SHORT EXERCISE —
Report every line in the records below that contains the string "plinth", matching case exactly.

++++ ENTRIES SHOWN

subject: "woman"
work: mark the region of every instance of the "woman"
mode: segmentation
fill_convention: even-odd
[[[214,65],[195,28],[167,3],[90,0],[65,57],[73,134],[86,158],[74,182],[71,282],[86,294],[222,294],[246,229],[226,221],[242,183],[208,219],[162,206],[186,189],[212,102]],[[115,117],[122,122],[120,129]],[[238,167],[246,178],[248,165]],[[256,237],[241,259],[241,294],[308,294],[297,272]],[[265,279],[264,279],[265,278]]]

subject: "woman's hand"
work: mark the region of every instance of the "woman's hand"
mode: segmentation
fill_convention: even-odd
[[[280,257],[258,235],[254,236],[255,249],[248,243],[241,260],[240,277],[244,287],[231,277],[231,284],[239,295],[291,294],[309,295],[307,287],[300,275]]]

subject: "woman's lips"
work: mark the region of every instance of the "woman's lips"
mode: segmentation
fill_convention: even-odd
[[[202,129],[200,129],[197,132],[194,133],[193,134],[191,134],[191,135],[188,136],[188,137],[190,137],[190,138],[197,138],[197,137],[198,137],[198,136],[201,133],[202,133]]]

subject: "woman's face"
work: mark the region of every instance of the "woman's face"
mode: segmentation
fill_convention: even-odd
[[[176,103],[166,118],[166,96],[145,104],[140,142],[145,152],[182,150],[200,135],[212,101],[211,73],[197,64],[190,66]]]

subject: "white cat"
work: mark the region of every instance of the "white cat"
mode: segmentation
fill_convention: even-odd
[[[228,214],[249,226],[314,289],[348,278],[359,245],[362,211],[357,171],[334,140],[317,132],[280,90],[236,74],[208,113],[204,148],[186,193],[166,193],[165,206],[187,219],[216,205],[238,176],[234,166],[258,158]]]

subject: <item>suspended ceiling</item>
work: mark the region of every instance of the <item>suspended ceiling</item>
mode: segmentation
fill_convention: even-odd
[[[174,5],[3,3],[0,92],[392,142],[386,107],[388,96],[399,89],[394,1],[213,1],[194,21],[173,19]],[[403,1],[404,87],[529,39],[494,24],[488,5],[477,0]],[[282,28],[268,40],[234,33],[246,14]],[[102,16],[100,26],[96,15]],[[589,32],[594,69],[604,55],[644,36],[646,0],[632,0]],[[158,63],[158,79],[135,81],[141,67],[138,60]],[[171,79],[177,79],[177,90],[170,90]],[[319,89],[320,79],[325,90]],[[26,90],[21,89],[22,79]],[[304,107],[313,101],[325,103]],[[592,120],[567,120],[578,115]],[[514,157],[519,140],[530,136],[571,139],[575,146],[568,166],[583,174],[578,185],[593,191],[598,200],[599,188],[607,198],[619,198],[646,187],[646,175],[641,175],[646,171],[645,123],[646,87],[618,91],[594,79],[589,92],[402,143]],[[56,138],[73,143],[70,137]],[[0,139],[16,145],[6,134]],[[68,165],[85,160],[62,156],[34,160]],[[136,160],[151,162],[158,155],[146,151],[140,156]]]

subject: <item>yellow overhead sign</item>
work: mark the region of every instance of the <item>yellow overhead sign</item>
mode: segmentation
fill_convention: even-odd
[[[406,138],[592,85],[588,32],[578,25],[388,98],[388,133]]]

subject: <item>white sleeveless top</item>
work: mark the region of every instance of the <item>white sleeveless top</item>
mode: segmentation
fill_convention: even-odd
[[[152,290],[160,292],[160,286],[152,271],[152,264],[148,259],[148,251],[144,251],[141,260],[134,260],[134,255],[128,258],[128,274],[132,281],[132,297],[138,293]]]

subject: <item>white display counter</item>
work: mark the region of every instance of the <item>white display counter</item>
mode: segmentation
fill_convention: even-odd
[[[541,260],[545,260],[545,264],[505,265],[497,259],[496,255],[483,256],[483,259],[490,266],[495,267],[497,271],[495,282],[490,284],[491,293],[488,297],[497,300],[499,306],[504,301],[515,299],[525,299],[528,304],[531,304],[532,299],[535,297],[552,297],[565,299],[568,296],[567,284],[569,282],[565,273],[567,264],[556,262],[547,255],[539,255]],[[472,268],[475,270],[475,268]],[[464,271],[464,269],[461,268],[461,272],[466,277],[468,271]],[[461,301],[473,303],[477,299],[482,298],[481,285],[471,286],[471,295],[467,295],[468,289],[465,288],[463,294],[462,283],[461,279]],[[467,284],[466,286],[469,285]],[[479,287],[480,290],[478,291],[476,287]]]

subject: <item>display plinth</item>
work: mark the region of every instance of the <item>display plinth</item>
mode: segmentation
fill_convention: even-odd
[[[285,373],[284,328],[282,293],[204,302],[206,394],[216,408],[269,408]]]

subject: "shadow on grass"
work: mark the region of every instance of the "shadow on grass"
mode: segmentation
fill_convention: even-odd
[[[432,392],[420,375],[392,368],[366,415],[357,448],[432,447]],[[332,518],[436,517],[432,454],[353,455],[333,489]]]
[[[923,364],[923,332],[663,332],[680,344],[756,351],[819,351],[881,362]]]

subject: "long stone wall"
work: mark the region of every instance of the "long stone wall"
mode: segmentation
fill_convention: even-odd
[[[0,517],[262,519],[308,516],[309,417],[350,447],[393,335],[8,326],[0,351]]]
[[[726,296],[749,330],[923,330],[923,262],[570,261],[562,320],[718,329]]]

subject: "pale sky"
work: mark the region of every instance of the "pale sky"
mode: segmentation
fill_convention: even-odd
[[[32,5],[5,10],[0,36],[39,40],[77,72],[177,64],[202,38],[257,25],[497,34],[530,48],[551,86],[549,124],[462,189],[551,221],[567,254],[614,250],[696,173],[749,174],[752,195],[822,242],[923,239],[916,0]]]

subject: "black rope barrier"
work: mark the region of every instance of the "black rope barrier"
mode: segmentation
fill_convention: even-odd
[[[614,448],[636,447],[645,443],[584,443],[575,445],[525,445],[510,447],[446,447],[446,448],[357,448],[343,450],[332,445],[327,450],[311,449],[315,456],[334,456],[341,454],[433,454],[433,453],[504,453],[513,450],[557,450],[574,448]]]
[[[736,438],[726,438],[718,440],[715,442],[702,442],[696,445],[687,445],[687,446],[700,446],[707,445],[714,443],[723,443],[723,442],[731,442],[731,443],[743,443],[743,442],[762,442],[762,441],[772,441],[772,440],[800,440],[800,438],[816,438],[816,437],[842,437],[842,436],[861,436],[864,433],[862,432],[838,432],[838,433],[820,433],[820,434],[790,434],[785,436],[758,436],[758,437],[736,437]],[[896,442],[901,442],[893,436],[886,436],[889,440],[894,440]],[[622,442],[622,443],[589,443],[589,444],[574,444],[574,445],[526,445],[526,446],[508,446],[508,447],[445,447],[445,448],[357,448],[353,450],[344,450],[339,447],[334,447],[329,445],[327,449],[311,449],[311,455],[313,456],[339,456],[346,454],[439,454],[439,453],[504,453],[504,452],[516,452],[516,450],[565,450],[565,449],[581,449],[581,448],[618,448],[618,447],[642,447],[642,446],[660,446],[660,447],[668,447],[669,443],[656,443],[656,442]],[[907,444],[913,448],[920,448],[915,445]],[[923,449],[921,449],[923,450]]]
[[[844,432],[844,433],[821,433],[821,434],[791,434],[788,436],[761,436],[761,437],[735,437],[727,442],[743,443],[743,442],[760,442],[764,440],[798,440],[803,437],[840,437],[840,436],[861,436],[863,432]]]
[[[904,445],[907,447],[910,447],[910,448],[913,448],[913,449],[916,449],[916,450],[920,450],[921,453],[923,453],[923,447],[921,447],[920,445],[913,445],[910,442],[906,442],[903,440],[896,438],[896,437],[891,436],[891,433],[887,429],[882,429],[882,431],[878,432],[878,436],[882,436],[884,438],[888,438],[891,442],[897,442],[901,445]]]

++++++++

REPLY —
subject: <item>display plinth</item>
work: mark the region of every instance of the <item>display plinth</item>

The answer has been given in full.